# RECORDS SUPPLIED start

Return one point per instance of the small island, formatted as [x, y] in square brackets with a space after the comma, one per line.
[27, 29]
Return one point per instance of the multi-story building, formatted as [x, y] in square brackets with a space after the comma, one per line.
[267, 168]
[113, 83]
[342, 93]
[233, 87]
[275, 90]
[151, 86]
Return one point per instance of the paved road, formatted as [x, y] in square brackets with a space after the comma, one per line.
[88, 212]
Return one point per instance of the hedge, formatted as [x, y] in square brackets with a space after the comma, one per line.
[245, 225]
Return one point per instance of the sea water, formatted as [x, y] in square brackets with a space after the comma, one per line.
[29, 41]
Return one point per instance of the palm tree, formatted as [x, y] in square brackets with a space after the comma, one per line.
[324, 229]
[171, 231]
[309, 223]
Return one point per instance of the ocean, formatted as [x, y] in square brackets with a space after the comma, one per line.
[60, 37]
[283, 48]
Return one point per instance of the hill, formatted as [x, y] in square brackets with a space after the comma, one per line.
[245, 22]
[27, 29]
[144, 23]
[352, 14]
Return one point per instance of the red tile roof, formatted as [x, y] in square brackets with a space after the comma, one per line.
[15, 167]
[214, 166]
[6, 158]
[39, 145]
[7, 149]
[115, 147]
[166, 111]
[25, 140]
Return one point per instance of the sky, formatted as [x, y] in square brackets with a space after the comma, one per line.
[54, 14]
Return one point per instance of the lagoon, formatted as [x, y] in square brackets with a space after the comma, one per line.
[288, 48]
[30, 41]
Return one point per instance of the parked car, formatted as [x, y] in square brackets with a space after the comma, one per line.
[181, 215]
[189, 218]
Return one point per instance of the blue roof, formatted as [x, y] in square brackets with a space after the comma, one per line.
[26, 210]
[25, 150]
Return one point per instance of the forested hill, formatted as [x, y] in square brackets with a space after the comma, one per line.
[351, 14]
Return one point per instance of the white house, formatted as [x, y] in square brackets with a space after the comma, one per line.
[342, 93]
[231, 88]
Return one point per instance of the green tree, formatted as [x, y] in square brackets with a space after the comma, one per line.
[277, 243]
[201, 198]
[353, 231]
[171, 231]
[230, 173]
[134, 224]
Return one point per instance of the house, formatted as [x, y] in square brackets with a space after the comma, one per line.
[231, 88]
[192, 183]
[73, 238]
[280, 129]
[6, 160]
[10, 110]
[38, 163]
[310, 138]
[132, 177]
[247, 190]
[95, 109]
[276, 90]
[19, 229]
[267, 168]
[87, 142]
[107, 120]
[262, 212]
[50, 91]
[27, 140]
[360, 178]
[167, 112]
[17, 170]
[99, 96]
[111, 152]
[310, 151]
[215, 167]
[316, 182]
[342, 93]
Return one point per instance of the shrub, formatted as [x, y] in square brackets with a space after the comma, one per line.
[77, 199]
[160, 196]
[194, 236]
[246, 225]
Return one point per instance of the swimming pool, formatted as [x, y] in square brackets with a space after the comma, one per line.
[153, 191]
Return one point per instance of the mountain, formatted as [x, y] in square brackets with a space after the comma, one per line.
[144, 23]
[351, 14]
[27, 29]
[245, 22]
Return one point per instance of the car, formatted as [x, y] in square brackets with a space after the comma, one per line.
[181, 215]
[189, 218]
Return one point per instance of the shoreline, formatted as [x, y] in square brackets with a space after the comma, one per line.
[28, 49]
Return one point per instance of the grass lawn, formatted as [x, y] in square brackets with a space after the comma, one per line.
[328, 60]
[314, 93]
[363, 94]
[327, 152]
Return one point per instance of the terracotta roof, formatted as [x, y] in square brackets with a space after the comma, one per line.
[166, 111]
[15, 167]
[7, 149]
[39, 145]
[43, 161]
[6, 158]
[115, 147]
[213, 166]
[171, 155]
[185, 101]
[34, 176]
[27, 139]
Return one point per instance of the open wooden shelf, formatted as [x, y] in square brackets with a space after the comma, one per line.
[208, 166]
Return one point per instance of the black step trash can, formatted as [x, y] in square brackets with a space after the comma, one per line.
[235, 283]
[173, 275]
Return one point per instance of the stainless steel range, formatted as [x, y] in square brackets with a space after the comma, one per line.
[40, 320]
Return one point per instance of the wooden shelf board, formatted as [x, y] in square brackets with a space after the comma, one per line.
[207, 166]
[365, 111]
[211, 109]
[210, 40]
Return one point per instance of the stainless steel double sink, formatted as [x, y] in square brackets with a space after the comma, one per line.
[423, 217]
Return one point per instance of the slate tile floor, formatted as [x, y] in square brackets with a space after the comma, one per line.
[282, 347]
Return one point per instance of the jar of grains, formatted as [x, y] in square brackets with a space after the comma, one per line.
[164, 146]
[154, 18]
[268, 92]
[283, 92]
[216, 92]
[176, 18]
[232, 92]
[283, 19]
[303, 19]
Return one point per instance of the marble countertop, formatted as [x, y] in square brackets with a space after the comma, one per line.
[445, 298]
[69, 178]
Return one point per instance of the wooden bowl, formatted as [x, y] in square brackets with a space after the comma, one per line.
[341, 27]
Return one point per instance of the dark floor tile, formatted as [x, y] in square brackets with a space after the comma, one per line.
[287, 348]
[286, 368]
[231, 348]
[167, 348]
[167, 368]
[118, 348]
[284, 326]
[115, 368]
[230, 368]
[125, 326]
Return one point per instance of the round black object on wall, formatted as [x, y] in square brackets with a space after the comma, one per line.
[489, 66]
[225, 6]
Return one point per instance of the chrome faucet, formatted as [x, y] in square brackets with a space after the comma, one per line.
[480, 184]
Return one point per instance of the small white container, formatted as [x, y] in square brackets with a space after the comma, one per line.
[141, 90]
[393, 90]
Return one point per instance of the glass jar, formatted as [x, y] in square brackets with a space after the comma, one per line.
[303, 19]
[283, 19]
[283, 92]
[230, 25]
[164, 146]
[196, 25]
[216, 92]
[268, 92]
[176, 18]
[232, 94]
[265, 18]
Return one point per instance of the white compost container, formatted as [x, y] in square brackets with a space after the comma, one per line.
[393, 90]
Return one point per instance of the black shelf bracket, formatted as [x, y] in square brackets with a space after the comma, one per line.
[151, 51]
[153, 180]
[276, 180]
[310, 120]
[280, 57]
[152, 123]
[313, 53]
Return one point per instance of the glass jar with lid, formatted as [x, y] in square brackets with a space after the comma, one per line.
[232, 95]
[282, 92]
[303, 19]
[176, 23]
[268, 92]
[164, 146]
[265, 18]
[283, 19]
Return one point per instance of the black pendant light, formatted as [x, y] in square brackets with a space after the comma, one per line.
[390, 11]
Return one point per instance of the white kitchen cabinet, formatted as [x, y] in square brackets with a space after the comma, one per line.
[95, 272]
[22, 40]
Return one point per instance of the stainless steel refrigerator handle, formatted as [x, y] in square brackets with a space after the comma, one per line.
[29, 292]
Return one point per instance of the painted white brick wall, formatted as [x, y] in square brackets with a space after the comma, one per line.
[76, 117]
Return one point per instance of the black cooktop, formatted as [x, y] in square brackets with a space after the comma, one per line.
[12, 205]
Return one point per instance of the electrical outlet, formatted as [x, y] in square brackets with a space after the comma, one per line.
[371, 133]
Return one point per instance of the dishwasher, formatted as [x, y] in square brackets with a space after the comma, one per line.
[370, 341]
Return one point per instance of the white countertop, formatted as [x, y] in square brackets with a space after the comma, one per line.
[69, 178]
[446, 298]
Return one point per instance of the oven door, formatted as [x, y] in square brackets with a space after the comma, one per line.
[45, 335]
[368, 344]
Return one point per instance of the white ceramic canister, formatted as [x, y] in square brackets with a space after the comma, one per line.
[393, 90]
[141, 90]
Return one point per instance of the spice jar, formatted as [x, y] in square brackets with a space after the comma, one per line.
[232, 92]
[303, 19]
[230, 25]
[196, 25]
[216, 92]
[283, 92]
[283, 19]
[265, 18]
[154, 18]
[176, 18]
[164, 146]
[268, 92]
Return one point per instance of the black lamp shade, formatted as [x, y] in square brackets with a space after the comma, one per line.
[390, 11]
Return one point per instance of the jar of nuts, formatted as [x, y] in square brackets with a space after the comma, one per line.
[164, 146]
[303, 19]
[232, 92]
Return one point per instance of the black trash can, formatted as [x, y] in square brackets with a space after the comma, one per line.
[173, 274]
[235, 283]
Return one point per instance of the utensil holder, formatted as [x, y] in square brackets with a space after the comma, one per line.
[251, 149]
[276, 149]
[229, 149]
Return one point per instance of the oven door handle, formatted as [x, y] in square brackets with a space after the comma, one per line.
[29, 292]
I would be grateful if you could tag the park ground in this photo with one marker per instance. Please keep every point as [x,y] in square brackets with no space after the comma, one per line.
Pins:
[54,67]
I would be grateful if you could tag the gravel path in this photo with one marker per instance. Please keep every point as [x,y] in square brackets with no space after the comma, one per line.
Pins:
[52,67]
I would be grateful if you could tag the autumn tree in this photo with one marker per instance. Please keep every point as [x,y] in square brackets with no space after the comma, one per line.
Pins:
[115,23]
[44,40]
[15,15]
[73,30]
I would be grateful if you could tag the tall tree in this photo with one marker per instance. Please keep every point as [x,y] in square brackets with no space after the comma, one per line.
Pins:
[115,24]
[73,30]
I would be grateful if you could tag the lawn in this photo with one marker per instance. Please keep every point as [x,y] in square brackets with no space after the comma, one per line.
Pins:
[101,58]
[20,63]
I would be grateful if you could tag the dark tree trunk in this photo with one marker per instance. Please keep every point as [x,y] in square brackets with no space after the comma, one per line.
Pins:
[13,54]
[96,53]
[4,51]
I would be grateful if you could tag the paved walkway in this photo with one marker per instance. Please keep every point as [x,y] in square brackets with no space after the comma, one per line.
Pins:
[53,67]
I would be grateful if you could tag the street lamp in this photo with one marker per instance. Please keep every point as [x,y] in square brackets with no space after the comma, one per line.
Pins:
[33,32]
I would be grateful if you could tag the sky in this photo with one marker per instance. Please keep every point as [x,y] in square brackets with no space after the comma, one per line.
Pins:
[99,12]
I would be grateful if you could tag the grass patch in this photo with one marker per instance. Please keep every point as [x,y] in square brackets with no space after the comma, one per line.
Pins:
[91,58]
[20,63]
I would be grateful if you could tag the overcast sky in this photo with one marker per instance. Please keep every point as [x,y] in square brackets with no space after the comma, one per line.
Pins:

# RECORDS SUPPLIED end

◆ STATED EXERCISE ◆
Copy only the stretch running from the line containing "I would be grateful if you could tag the autumn" to the final line of the entries, both ends included, exactly as it stands.

◆ RESPONSE TO THE EXERCISE ◆
I would be grateful if you could tag the autumn tree in this photo with one marker per instance. Please keep every point as [x,y] in square brackets with no space after the comma, one per line.
Pins:
[115,23]
[44,40]
[15,15]
[73,30]
I would be grateful if you could tag the tall tree in this photo with one marker per instance. Please keep every point as [x,y] in square brackets with no space after the comma, one per line.
Pins:
[115,24]
[73,30]
I would be grateful if you could tag the lawn in this photo with one marker per instance. Please keep every point as [x,y] in square brackets with no space after the comma, one per line.
Pins:
[101,58]
[20,63]
I would be grateful if you could tag the dark tree trunk in this photo with one marker per instance. Please keep every point as [x,y] in square brackets with no space after the comma, one per line.
Pins:
[13,54]
[96,53]
[4,51]
I would be grateful if you could tag the paved walkway in this photo with one marker per instance. Please keep every point as [x,y] in square brackets with no space after the comma, one per line.
Pins:
[53,67]
I would be grateful if you could tag the street lamp in this photo with one marker per instance. Please keep every point as [x,y] in square brackets with no space after the comma, one per line.
Pins:
[33,32]
I would be grateful if you could tag the sky in this photo with one marker per instance. Please keep every point as [x,y] in square brackets with no space after the comma, one per line.
Pins:
[99,12]
I would be grateful if you could tag the grass patch in this photo with one marker per instance. Please keep every point as [x,y] in square brackets with no space after the comma, one per line.
Pins:
[91,58]
[20,63]
I would be grateful if you could tag the overcast sky in this photo with one marker per instance. Please keep every point as [x,y] in square brackets with no space after the comma, one per line.
Pins:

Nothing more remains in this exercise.